From the entries that follow, pick out all lines holding "sitting".

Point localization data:
^^^^^^^^

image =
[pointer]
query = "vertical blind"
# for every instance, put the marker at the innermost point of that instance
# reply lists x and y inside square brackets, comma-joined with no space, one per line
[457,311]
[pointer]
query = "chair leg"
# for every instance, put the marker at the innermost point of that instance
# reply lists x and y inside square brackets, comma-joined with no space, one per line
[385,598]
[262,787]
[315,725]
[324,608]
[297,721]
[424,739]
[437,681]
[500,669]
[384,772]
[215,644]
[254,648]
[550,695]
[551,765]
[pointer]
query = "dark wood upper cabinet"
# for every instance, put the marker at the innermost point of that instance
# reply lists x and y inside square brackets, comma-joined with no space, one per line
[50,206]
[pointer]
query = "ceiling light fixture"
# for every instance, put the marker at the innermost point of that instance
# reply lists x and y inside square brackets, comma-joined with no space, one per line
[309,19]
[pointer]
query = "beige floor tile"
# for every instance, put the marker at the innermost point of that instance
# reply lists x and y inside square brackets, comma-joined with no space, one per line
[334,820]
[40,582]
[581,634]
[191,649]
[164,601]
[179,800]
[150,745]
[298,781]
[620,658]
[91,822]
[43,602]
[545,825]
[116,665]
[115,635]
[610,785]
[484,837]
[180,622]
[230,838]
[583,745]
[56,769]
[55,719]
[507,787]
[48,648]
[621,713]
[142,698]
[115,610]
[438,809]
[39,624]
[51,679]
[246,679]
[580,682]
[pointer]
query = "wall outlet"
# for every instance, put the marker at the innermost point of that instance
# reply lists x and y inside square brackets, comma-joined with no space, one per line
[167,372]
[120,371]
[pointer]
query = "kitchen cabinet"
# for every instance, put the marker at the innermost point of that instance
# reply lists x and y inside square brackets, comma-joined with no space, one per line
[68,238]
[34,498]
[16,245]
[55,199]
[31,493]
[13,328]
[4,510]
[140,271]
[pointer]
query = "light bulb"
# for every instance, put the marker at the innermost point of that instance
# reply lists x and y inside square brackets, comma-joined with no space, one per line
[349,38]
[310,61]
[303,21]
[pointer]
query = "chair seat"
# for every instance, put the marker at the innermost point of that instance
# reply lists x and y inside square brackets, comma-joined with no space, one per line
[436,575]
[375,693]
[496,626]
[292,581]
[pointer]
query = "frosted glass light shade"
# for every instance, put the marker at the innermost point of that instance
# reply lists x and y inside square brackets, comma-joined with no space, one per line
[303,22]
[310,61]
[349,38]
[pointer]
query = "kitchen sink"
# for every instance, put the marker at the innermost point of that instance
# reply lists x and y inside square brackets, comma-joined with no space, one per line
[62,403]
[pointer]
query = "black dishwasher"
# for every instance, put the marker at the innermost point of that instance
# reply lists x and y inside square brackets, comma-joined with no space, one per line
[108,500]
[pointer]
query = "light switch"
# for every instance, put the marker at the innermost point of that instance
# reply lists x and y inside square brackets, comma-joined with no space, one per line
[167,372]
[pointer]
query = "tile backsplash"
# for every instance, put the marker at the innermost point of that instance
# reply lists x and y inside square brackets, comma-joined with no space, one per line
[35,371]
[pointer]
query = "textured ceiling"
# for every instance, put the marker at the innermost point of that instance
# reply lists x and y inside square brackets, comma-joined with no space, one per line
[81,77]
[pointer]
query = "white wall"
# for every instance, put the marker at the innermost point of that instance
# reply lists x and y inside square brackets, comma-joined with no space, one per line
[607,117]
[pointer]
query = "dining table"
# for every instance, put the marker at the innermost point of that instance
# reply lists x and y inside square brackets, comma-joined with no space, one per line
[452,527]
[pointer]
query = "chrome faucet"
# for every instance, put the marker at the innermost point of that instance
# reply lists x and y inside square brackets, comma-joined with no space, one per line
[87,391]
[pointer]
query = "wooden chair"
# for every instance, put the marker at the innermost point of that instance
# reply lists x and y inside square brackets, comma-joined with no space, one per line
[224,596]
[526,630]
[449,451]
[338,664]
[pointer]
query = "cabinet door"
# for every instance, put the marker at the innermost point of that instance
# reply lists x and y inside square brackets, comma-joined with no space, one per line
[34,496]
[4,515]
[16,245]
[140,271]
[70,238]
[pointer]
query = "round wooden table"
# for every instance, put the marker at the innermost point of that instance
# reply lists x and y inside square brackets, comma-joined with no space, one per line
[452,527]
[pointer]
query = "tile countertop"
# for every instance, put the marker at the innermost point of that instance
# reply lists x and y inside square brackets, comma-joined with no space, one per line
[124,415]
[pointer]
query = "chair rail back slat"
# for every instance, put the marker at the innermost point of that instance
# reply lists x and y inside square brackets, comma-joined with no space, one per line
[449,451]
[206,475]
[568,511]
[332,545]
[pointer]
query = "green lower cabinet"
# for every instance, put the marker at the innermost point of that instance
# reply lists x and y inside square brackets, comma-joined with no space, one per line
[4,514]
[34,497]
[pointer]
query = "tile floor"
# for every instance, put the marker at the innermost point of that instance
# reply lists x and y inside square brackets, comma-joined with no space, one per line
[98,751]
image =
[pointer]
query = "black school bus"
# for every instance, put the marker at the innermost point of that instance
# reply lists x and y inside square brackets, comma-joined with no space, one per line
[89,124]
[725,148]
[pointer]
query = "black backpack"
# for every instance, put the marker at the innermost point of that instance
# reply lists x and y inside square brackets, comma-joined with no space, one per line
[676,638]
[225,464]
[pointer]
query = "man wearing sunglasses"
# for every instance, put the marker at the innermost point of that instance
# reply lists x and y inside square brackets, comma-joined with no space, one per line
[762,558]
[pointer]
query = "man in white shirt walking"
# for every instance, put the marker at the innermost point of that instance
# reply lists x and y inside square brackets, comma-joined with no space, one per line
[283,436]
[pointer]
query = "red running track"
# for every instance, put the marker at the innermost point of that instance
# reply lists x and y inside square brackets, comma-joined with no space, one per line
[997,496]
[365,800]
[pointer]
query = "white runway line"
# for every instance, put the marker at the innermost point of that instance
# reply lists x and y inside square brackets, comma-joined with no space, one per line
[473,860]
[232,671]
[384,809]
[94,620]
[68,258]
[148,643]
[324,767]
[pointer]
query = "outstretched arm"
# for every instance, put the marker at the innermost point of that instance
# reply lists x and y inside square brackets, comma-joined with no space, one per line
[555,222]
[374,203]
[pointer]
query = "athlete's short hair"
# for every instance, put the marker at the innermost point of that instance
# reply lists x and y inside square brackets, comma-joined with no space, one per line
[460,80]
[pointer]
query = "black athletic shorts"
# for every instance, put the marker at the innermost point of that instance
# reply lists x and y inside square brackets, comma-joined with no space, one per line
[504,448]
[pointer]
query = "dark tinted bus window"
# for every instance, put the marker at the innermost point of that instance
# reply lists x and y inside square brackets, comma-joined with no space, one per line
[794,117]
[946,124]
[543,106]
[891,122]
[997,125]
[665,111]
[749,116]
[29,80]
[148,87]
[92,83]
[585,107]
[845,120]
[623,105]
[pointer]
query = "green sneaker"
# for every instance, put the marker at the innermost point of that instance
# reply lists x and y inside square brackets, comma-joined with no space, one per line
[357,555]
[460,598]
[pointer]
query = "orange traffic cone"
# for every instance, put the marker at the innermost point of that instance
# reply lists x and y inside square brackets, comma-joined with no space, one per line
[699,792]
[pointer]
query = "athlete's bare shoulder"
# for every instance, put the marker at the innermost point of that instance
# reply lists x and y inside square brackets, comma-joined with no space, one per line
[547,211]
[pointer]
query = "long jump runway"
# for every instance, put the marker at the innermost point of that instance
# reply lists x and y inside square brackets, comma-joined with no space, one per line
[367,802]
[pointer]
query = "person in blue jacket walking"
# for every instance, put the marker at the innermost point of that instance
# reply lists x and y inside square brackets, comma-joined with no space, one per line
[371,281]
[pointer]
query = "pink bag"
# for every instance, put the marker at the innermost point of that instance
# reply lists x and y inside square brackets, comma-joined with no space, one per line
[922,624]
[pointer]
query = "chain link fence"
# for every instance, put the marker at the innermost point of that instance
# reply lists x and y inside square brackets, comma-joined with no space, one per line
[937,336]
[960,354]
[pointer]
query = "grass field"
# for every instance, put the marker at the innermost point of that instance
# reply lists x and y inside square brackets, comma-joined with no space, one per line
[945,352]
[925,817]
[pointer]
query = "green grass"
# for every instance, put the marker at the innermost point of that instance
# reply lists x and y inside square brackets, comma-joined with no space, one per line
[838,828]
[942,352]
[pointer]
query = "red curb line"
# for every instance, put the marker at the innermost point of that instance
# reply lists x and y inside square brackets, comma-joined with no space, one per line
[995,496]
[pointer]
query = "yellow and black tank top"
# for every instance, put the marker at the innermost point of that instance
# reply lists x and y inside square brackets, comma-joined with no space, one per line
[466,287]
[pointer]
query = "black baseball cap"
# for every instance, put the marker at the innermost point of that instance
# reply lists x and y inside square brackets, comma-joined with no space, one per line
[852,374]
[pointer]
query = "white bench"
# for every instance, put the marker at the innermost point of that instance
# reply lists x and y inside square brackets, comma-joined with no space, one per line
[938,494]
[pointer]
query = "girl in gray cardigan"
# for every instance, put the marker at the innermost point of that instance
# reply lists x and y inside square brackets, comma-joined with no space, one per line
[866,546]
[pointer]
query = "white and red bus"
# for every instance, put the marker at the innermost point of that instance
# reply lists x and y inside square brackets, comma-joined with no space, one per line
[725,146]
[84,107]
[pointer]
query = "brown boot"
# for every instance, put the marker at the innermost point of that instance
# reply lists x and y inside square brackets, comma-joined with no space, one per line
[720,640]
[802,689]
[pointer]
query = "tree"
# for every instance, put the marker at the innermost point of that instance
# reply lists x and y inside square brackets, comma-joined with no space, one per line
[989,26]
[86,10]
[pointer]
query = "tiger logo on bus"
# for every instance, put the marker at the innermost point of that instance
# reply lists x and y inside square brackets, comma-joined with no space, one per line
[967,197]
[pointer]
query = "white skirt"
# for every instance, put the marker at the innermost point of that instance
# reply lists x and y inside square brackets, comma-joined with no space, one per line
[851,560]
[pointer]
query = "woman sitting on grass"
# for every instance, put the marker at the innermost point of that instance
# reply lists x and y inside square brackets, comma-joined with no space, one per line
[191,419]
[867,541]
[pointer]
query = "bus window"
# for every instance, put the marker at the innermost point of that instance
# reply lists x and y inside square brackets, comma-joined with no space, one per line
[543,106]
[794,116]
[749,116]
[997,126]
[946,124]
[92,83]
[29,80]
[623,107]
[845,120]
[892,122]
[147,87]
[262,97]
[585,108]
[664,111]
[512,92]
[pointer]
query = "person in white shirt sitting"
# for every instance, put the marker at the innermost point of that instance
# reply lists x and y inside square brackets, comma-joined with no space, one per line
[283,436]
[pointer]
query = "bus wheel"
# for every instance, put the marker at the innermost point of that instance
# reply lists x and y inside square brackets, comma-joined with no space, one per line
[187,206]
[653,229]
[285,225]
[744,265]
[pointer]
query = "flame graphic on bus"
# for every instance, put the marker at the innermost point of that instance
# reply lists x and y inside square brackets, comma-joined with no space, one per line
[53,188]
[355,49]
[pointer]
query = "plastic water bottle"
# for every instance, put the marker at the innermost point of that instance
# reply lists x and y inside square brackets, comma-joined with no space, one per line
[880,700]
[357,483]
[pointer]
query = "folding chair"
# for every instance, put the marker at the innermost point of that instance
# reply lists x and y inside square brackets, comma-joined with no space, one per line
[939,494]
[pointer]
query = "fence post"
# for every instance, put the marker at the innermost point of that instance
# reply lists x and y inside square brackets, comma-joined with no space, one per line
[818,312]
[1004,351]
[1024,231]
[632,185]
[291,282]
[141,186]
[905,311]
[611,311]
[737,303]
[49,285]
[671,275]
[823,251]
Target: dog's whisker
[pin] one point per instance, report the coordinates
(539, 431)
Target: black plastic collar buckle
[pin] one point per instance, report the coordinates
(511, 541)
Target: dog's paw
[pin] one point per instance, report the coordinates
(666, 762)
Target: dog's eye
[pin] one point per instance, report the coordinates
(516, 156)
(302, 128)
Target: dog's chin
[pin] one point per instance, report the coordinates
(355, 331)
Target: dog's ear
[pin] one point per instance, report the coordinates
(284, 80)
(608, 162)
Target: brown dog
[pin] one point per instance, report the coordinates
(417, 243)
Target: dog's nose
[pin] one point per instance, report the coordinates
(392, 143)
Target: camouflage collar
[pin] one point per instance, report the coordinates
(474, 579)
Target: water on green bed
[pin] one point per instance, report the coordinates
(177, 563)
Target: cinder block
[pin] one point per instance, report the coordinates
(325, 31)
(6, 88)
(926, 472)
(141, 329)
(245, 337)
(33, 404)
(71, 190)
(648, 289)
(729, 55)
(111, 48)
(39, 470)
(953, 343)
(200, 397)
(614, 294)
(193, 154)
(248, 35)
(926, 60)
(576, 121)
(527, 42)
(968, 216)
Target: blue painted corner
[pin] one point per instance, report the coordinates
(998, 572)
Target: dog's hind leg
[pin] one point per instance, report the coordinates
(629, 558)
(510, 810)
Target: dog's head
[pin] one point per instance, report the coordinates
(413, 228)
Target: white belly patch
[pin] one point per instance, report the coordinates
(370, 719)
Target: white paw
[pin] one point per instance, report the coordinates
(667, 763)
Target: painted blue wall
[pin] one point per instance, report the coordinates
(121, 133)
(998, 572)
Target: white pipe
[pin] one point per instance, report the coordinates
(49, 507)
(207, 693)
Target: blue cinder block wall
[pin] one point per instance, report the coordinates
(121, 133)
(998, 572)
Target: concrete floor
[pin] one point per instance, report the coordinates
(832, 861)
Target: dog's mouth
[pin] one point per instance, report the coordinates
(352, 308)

^^^^^^^^

**Written solution:**
query = "woman sitting on grass"
query = "person in white shirt sitting"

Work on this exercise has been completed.